### Required work
Find the line that contains "of the white". Repeat that line and all lines following it, exactly, through the end of the listing below.

### Data for analysis

--- START ---

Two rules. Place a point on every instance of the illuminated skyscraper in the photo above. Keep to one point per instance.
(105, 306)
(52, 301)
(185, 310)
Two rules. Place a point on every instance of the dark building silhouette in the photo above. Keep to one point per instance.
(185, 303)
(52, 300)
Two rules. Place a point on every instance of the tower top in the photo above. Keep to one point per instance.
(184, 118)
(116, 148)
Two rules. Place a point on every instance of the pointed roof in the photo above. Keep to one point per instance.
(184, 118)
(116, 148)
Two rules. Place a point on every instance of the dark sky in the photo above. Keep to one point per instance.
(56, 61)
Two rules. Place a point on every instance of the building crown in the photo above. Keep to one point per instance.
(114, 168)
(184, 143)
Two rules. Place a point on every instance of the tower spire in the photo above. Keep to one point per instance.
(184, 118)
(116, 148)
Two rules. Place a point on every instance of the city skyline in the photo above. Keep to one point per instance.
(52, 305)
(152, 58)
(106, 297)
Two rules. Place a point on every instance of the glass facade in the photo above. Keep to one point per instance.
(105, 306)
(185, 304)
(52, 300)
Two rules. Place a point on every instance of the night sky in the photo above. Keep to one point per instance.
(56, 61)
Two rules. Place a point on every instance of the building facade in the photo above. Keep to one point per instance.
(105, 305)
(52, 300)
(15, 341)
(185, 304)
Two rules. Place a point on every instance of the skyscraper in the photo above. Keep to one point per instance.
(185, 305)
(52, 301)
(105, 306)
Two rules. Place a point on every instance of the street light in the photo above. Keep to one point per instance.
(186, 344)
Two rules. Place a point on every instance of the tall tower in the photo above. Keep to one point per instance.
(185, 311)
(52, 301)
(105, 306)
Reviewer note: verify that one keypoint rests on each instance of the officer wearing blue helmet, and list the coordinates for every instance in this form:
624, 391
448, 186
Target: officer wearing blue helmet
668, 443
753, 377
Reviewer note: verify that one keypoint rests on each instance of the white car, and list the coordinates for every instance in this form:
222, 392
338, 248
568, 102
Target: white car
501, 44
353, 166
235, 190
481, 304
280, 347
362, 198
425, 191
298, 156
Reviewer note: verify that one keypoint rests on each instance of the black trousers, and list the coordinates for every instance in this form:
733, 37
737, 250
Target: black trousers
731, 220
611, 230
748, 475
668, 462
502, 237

--- END ---

### Task result
Reviewer note: verify that one keypoint rests on each instance of the white car, and list the coordinates for every instance in this form:
222, 392
338, 248
568, 102
Target: white car
501, 44
353, 166
235, 190
481, 304
280, 347
362, 198
425, 191
298, 156
Reviewer note: verify that one keypoint rests on each instance of the black trousers, and list the coordinates for every instance in this form:
733, 37
737, 250
Target: black trousers
731, 220
611, 230
748, 475
668, 462
502, 237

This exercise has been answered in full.